# [WHAT TO WORK ON]
Decide whether each statement below agrees with the flat-earth discussion that follows, and for each give yes or no along with the exact words from the flat-earth discussion that settle it. 1. Before reading the post, the writer already knew that some people believed in different versions of FE. 2. One passage proposes flying a plane fitted with cameras over the Antarctic. 3. In the globe demonstration, the chess pawn stays standing on Chicago.

# [EXTRACT PROVIDED]

┏━━

You have a point, however I just learned something from your post, so this hasn’t been a total bust. I didn’t realize there were folks that believed in different versions of FE. That was news to me.
I am suspecting the in-joke/whoosh thing more and more.
And this would be the key to proving their theory…if it was real. All they would have to do to prove their theory (or at least advance it into the mainstream) would be to mount an expedition to the edge and bring back photos of said edge. It wouldn’t even be that hard - rig a plane with cameras and whatever other gear they might need and convince a pilot to fly it over the Antarctic (and possibly the Arctic too). If the answer is that all of the pilots that they can find are too afraid of crashing into the wall of ice and won’t try it, then surely they can find a pilot that believes in a spherical earth, or at least a flat-earther pilot so desperate for money that he would risk flying into a wall of ice.
If the answer is that they don’t have enough money, then there’s always Kickstarter. I’d kick in a few dollars for the pride in sitting back and watching them have their hearts broken when the results come back.
Good old Charles Johnson had Biblical reasons, but, of course, his most important reason was common sense. Take a globe of the earth, like in most schoolrooms. Take a chess pawn. Try to stand the pawn on, say, Chicago.
It falls off.
Seriously: that’s the level of reasoning involved. Johnson endlessly repeated the dictum about “water seeks its own level.” If the world were curved, water in a canal would run “downhill” at the ends.

┗━━

# [GIVEN DATA]
┏━━

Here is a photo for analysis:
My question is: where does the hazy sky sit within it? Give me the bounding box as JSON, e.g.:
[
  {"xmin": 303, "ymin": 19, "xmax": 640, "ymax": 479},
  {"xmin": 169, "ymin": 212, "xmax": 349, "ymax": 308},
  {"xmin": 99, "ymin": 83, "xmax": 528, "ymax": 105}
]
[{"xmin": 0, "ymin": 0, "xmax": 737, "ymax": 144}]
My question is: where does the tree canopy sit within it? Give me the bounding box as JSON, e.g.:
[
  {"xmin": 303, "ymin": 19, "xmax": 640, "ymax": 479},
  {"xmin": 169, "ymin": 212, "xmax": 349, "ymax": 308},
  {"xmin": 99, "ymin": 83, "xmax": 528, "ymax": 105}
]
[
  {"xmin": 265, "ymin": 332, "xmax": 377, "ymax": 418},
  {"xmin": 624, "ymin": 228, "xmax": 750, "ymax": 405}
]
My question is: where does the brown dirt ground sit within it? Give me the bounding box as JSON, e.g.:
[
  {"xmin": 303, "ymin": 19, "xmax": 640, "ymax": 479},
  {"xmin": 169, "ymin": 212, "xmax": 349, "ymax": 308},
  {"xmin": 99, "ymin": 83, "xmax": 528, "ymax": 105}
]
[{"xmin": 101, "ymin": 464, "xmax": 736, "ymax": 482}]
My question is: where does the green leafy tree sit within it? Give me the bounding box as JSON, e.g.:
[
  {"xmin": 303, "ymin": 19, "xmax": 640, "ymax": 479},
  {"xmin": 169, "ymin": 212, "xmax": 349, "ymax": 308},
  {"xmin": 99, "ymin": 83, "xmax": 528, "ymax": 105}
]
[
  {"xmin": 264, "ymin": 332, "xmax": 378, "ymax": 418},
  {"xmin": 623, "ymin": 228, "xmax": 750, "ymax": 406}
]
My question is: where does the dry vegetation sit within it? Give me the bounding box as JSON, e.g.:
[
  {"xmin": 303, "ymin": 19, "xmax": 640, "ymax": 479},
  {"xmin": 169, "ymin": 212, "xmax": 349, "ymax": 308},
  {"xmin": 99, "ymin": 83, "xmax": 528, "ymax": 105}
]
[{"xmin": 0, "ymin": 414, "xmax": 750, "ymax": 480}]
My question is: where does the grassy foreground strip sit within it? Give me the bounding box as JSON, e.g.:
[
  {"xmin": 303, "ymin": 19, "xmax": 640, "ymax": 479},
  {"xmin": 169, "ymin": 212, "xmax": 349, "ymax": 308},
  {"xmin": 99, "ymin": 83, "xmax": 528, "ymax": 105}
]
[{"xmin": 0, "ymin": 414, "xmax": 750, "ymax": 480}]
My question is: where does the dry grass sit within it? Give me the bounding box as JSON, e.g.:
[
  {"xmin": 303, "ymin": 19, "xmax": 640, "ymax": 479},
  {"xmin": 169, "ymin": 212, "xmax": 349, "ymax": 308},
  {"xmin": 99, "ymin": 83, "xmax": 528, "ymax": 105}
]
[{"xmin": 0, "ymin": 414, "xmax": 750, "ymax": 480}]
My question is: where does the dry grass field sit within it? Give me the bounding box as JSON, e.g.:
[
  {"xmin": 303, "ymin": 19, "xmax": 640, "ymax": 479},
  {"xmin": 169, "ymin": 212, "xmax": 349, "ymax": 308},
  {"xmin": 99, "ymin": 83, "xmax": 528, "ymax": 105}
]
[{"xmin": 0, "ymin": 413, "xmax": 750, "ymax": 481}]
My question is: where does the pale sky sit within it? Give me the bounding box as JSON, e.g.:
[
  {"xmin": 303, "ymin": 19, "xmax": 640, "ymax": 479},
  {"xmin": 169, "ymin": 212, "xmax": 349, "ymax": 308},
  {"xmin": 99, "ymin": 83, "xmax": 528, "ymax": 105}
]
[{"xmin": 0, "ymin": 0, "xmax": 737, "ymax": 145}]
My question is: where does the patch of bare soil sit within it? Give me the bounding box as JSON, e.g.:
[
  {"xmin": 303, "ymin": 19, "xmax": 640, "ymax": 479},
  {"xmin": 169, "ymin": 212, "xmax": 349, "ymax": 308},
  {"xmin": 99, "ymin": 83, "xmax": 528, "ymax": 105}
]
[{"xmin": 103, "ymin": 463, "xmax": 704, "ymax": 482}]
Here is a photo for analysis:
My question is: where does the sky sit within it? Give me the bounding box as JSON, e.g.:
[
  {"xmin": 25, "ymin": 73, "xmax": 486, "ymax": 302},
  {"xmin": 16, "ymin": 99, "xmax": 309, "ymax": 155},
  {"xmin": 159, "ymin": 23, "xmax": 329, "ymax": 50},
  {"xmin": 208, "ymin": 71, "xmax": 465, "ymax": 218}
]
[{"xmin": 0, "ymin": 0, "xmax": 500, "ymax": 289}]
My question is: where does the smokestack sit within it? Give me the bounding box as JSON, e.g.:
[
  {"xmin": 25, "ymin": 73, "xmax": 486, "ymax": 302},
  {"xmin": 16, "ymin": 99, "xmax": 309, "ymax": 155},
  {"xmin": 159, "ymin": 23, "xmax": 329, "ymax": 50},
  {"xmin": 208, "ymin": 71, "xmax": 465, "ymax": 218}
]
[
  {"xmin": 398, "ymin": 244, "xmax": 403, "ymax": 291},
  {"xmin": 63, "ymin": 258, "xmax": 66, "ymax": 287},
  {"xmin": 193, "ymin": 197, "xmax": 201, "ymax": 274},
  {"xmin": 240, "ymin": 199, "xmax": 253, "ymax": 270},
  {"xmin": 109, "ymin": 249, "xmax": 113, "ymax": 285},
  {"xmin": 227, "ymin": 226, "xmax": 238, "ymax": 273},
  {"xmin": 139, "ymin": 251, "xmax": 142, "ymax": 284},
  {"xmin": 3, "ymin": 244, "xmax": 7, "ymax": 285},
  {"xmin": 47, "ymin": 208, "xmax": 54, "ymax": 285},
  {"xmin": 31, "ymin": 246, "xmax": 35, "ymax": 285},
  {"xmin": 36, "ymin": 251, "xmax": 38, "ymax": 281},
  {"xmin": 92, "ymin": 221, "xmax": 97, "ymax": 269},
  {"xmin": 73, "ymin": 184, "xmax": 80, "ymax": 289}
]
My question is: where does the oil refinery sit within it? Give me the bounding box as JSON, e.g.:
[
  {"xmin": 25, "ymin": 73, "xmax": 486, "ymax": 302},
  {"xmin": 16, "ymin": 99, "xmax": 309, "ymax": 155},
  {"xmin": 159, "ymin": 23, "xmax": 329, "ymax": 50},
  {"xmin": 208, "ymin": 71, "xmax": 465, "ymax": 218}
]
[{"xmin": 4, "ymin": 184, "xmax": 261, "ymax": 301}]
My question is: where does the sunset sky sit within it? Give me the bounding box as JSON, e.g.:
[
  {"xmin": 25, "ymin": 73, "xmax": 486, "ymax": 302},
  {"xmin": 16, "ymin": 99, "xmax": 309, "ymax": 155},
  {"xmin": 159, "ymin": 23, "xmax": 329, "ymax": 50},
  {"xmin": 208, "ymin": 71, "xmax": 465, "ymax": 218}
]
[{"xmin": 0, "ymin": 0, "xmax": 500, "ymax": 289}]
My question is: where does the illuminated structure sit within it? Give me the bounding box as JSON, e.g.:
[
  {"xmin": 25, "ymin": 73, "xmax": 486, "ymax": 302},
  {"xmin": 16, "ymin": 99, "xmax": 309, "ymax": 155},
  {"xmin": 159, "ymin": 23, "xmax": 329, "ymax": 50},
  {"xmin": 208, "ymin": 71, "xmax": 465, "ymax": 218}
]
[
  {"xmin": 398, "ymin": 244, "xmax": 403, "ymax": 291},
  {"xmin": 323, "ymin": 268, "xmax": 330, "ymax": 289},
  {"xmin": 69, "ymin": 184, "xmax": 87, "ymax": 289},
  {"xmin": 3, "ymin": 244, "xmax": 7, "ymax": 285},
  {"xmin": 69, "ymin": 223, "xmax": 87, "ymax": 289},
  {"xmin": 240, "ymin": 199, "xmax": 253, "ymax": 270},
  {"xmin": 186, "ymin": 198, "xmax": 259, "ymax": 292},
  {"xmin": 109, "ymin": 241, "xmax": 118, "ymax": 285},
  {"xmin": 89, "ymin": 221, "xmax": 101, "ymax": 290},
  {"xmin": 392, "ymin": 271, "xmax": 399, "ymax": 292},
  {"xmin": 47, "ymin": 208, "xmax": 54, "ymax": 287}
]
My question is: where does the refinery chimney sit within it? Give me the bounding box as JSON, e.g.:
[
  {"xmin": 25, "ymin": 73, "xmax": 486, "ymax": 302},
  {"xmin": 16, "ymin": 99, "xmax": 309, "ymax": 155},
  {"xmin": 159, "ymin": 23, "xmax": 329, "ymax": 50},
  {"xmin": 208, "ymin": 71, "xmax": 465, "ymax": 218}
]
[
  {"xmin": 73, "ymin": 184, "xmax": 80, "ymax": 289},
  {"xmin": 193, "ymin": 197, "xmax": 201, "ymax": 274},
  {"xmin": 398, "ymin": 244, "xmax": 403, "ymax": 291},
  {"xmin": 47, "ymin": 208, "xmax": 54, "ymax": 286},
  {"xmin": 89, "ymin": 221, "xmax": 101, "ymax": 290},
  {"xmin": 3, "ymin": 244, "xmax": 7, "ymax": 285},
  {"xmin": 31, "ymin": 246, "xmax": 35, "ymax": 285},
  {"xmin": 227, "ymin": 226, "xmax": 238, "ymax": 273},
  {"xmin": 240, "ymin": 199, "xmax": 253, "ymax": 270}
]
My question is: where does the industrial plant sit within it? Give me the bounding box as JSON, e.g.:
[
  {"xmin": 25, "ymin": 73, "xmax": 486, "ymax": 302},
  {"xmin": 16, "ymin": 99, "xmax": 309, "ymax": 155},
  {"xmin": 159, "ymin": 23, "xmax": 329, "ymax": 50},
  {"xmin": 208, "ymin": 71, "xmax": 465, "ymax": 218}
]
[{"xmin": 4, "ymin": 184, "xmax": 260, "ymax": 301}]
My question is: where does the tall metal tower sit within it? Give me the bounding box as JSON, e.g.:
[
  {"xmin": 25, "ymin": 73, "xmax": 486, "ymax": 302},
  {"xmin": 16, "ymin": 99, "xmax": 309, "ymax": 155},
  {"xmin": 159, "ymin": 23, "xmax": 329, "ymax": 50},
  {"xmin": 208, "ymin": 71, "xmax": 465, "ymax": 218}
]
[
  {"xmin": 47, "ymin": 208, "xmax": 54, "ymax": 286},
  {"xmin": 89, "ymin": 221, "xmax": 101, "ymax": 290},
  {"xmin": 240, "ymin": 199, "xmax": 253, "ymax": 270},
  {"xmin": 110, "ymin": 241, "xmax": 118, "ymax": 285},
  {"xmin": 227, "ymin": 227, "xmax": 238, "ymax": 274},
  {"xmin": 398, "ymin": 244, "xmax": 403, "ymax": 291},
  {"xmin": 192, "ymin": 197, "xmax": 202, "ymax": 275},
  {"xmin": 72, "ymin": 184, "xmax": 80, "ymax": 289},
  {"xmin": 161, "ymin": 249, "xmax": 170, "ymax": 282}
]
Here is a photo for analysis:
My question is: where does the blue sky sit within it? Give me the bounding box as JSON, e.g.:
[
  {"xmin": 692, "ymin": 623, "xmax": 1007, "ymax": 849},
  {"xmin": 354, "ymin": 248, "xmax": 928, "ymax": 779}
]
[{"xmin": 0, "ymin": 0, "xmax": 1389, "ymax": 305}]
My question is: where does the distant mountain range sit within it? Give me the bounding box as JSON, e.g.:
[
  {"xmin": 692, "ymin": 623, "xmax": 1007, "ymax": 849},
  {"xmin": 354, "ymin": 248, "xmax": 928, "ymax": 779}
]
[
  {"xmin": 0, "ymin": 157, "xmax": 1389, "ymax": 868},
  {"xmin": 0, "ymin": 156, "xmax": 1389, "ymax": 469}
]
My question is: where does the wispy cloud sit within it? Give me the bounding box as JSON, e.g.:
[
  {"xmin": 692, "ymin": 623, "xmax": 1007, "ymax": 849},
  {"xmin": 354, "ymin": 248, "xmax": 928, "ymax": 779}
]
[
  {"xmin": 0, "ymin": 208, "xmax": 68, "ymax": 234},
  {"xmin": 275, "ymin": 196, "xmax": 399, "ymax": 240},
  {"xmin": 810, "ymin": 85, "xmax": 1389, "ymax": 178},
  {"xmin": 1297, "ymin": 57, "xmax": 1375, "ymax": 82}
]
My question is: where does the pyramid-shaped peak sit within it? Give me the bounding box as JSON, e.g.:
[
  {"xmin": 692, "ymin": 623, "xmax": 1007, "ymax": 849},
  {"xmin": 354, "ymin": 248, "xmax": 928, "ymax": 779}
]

┗━━

# [TASK ANSWER]
1. No: "I didn’t realize there were folks that believed in different versions of FE."
2. Yes: "rig a plane with cameras and whatever other gear they might need and convince a pilot to fly it over the Antarctic"
3. No: "It falls off."